- [Supplied records]
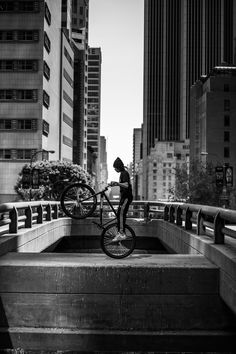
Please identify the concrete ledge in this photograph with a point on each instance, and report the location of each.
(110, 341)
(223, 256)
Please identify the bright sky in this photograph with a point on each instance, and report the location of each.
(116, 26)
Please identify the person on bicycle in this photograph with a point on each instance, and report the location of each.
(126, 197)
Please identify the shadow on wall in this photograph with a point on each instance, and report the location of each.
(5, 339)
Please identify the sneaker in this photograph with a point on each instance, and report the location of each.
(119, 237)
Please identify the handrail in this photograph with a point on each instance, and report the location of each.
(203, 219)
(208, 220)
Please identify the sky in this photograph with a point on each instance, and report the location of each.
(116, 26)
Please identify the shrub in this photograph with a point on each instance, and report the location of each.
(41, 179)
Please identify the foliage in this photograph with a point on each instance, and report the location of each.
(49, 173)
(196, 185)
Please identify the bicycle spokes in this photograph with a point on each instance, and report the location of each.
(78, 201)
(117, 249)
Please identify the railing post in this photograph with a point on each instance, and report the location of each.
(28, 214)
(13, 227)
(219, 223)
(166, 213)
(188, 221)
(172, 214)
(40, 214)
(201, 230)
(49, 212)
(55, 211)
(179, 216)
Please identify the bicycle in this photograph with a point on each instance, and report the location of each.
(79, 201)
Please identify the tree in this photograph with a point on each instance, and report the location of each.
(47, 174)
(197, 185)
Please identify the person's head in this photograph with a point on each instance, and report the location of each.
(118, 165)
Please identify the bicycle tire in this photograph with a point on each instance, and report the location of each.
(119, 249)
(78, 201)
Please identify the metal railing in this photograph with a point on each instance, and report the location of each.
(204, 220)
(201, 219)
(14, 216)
* * *
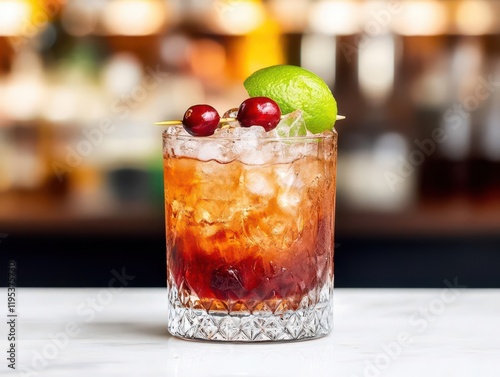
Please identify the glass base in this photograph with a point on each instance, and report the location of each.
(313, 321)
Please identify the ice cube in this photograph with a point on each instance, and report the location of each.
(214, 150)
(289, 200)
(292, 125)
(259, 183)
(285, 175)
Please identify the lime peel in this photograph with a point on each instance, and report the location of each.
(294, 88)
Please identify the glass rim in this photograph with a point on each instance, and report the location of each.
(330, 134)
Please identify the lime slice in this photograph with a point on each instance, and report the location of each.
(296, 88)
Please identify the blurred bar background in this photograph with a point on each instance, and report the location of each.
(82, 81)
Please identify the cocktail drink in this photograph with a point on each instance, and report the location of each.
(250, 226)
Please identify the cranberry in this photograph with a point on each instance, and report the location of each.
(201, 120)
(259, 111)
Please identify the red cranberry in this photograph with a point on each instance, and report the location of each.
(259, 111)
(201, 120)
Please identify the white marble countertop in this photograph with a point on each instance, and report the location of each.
...
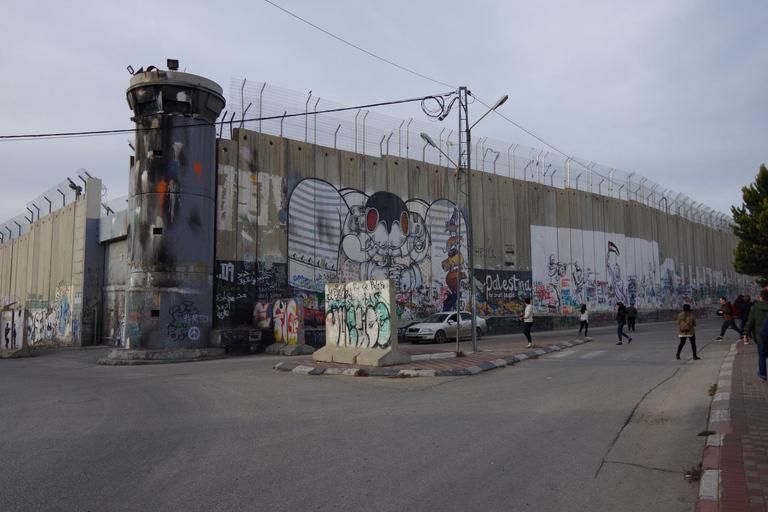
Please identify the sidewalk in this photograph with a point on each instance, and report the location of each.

- [Aim of the task] Above this instruction are the records; retype exactly the lines from the one containing "Please identify the blurred" up to and including the one containing "Please identify the white".

- [Reply to the exercise]
Please identify the blurred bar background in this photograph with a point on each instance, and report the location of each.
(82, 81)
Please identify the cocktail drink in this photograph with a point on each instance, and report the location of each.
(250, 226)
Please identify the cranberry in this photograph with a point on each instance, and report the location of each.
(201, 120)
(259, 111)
Please identify the red cranberry in this photograph with a point on each instance, and report the location of each.
(259, 111)
(201, 120)
Please identify the white marble countertop in this photograph with a point on each instance, and report the location of each.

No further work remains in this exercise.